**Requirements**:
How many lines in the entries below contain the string "wing", matching case exactly? Reply with the number alone.

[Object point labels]
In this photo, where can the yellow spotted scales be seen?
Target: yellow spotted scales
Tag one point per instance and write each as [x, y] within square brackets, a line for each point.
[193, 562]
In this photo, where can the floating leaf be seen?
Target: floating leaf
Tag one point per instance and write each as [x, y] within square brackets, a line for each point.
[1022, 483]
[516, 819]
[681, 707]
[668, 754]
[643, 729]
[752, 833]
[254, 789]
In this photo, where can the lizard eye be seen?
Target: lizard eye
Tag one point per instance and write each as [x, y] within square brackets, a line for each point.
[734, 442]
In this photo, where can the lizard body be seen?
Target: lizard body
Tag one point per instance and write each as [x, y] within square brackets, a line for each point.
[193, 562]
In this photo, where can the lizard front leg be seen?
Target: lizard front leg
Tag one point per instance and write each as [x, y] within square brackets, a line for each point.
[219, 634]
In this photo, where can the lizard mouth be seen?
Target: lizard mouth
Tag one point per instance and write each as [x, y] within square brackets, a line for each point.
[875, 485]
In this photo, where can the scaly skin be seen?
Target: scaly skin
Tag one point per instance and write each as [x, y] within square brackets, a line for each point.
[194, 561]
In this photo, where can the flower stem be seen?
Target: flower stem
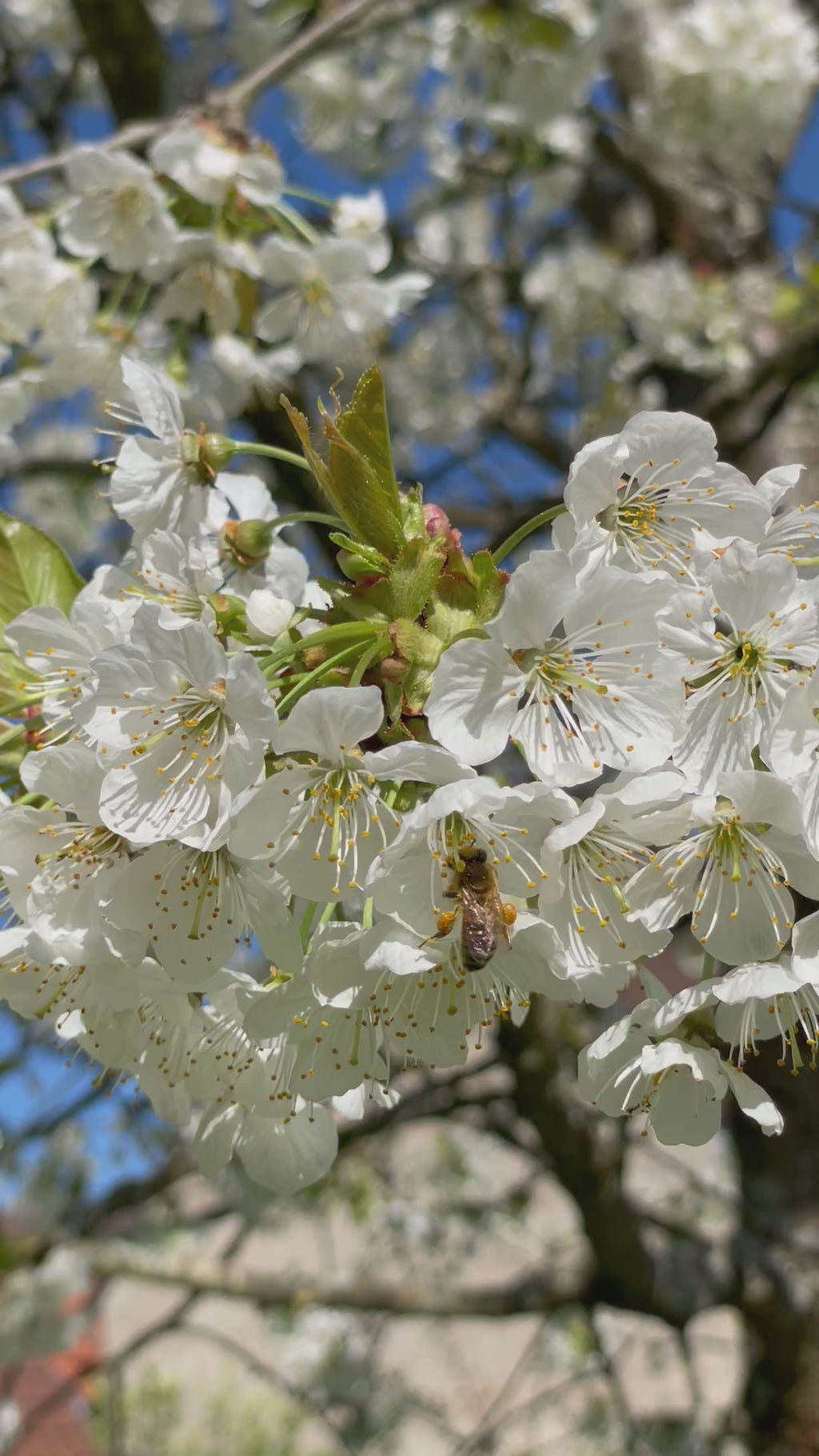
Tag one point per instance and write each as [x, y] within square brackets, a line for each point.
[353, 632]
[314, 676]
[525, 530]
[273, 452]
[319, 518]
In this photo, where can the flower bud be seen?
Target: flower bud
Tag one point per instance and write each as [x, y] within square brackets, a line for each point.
[268, 616]
[216, 452]
[246, 542]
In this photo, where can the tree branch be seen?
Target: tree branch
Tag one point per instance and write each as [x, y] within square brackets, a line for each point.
[223, 98]
[534, 1294]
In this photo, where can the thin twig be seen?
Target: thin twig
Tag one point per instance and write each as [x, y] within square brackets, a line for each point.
[534, 1294]
[223, 98]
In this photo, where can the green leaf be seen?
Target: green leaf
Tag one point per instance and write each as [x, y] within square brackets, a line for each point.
[358, 477]
[364, 426]
[34, 573]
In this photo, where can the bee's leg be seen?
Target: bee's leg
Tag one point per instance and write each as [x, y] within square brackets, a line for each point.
[445, 923]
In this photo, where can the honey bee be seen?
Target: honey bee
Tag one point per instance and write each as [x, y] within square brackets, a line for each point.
[485, 918]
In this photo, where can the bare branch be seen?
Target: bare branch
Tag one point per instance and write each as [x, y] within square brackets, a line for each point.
[223, 98]
[534, 1294]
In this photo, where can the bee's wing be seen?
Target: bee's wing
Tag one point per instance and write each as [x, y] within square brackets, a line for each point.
[479, 937]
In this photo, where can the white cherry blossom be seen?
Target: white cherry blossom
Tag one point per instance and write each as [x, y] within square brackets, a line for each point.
[181, 727]
[322, 822]
[118, 211]
[634, 1066]
[160, 484]
[653, 495]
[730, 864]
[746, 641]
[572, 671]
[201, 159]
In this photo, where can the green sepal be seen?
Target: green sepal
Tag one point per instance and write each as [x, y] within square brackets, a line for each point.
[415, 644]
[413, 575]
[489, 586]
[358, 561]
[229, 614]
[453, 609]
[412, 511]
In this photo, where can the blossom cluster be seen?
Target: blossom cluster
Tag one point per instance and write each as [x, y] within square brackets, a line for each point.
[421, 795]
[200, 241]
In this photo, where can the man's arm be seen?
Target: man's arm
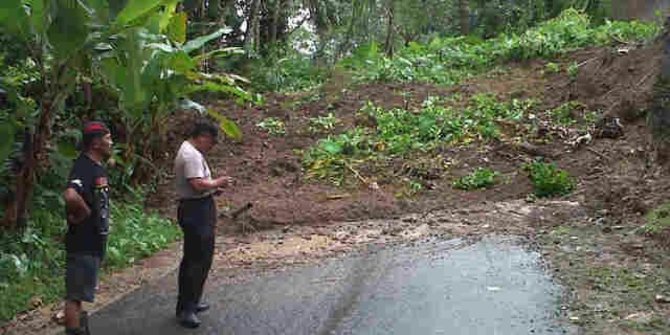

**Task answer**:
2